* EXERCISE:
Rewrite the entries below, putting "image" in place of every "photo" and keeping all other text unchanged. Leave out the pictures.

* DATA SECTION:
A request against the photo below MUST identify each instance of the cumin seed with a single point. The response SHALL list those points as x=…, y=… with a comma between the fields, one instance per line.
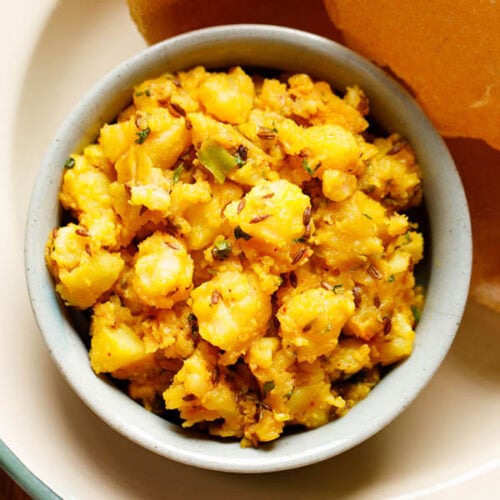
x=298, y=255
x=259, y=218
x=266, y=134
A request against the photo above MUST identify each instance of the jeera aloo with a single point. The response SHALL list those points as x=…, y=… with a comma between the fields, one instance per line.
x=241, y=245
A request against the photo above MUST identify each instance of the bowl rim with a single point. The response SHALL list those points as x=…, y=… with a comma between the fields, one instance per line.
x=451, y=257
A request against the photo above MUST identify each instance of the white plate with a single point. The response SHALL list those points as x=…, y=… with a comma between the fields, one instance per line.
x=446, y=445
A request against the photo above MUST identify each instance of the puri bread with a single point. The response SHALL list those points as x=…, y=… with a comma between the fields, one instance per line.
x=447, y=52
x=479, y=167
x=160, y=19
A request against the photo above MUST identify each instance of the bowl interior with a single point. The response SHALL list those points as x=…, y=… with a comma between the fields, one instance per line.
x=447, y=267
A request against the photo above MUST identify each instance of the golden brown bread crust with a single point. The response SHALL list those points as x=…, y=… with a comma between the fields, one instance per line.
x=447, y=52
x=160, y=19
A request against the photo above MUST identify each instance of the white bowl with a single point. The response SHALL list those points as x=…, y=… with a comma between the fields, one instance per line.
x=446, y=272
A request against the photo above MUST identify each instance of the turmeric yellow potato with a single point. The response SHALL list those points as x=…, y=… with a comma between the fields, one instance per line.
x=228, y=96
x=232, y=311
x=163, y=271
x=237, y=242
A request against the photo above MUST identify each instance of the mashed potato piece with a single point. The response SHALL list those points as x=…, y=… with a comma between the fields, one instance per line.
x=243, y=250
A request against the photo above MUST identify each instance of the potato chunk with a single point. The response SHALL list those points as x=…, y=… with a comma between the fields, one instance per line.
x=311, y=322
x=273, y=212
x=163, y=271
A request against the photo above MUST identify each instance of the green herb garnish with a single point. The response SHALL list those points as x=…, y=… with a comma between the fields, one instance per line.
x=70, y=163
x=268, y=387
x=193, y=323
x=221, y=250
x=178, y=172
x=241, y=156
x=307, y=167
x=216, y=159
x=416, y=313
x=239, y=233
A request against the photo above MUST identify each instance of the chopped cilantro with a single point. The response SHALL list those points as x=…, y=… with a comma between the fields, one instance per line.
x=268, y=387
x=416, y=313
x=178, y=172
x=307, y=167
x=70, y=163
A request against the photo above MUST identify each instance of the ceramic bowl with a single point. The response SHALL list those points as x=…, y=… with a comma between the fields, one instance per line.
x=445, y=273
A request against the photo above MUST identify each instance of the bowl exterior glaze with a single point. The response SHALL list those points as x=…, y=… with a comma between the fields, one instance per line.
x=448, y=245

* RESPONSE TO THE TASK:
A request against the image below MUST identify each instance of the cumin seed with a single point. The response SHALL list those points as x=…, y=… with a comma between the fields, one instance per line.
x=298, y=255
x=259, y=218
x=266, y=134
A request against the image above MUST identify each instance of the jeera aloo with a single point. The response SHALL list those points as x=…, y=… with a comma between the fields, one instance per line.
x=241, y=245
A request against the image above MUST identify each instance of the bowl rim with a single point. The response SHALL list those points as x=…, y=… with a comma between the fields, one instance per line.
x=451, y=257
A request against the image above MUST identify each instance of the white plate with a single point. The response SHALL list those points as x=…, y=… with a comma between the fields, one instance per line.
x=446, y=445
A request against the image above MUST identify each instance of the puri bread with a single point. The response SHALL list those points as x=…, y=… with a comma between the fields, one instance per line.
x=447, y=52
x=479, y=167
x=160, y=19
A request against the image above MUST identify each instance of the bowl interior with a single point. The response SHALL list those points as x=…, y=… with a comma between the fields, one instance per line.
x=447, y=267
A request against the image above MUST identify each instance of the golden brown bread crust with a single point. The response SHALL list those points as x=…, y=… with a comma between the fields, one instance per line.
x=447, y=52
x=160, y=19
A request against the image above MUST identify each instance of the white bowl with a single point. The response SHALL list those points as x=…, y=… with a comma between the fields, one instance per line.
x=446, y=272
A request against the image above MUST identify each instance of the turmeric yellow potato with a single point. The response SHALL list those points as x=…, y=… with a comma between the fields, one instance per line.
x=228, y=96
x=232, y=311
x=163, y=271
x=237, y=242
A request against the image above MUST identify each instance of the mashed potato piece with a single point. The response SHALL list those points as x=…, y=… with a comma between the fields, one instance per line.
x=243, y=250
A request against the image above MUST identify each instance of the potato chunk with a single point. The response SHALL list those points as x=…, y=… with a comma between the fields, one instance per line.
x=311, y=322
x=273, y=212
x=163, y=271
A request against the image above MUST identify each instance of the green herb garnish with a single point. The response SHALL list those points as x=…, y=… with a comma between the fields, one instance per line.
x=70, y=163
x=268, y=387
x=193, y=323
x=221, y=250
x=178, y=172
x=241, y=156
x=307, y=167
x=216, y=159
x=416, y=313
x=239, y=233
A request against the image above MUST identify each instance of the chopped cilantro with a single point. The response SHALL list those points as x=…, y=… with a comma between the fields, one instance per line.
x=268, y=387
x=416, y=313
x=178, y=172
x=307, y=167
x=70, y=163
A request against the image above MUST identify each instance of the ceramic bowl with a single point. The response SHALL list those points as x=…, y=… with a comma between the fields, one instance per line.
x=445, y=273
A request against the image above MUST identify each instance of the bowl exterior glaze with a single point. The response SHALL list those points as x=…, y=… with a comma between the fields, one instance per line.
x=448, y=245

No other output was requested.